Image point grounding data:
----

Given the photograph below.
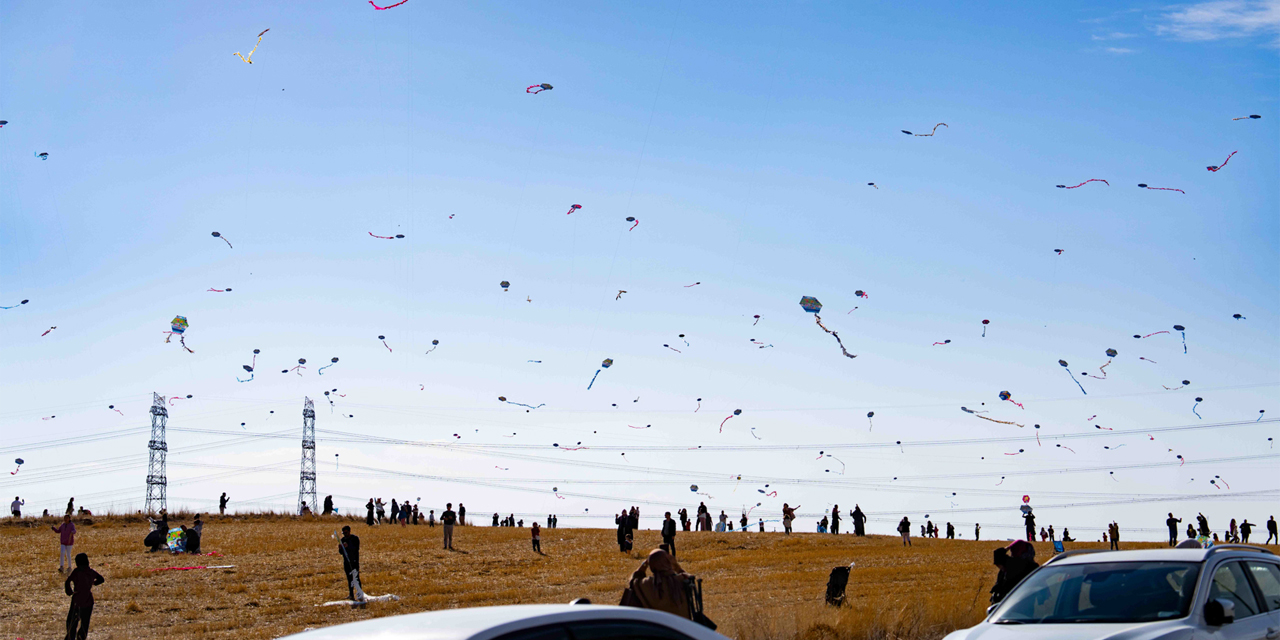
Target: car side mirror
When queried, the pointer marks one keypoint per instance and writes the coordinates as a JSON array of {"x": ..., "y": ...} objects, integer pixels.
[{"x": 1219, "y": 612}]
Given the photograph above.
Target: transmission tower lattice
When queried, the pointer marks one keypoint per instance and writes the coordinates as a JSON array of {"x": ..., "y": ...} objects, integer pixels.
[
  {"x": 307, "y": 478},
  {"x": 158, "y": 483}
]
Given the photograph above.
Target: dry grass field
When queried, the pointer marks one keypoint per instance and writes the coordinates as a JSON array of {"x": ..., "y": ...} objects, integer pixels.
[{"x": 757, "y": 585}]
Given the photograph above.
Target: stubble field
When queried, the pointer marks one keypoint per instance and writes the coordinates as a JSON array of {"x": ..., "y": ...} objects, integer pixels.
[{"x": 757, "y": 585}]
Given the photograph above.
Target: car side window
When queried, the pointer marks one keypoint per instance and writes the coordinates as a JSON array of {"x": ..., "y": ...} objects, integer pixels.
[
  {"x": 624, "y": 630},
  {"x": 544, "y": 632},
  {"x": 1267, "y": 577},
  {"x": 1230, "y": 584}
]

----

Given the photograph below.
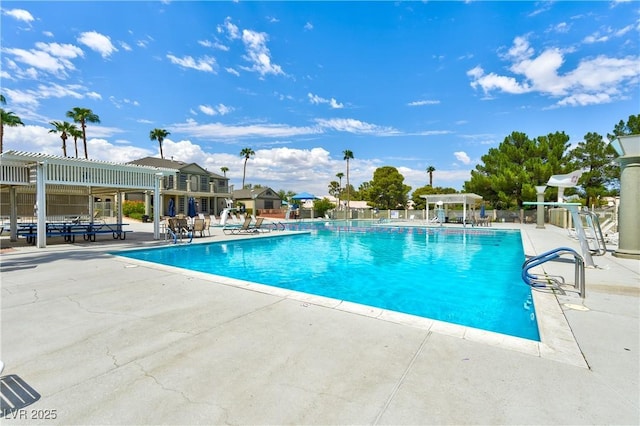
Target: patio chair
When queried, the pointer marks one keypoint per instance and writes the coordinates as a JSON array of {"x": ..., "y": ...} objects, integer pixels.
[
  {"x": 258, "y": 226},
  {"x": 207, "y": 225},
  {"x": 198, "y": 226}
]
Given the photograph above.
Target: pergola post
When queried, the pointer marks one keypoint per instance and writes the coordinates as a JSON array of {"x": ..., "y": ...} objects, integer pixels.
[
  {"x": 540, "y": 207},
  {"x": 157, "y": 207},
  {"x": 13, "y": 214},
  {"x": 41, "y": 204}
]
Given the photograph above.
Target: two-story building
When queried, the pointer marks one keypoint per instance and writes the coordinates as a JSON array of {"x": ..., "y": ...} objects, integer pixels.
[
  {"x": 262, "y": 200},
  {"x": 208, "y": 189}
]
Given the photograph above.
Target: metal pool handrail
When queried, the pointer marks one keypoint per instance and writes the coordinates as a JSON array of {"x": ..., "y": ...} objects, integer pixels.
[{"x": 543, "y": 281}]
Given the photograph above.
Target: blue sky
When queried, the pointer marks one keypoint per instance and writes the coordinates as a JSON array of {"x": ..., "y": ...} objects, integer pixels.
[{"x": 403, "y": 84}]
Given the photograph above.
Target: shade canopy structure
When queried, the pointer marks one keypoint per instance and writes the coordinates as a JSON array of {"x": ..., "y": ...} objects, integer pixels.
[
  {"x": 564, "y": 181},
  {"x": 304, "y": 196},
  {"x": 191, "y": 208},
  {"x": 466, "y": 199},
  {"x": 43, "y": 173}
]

----

To do:
Copy out each line of the data that holds the string "Target".

Expected output:
Target: car side mirror
Target: transmission tower lattice
Target: dry grass field
Target: stubble field
Target: car side window
Target: patio chair
Target: pergola post
Target: two-story building
Target: metal pool handrail
Target: blue sky
Target: shade canopy structure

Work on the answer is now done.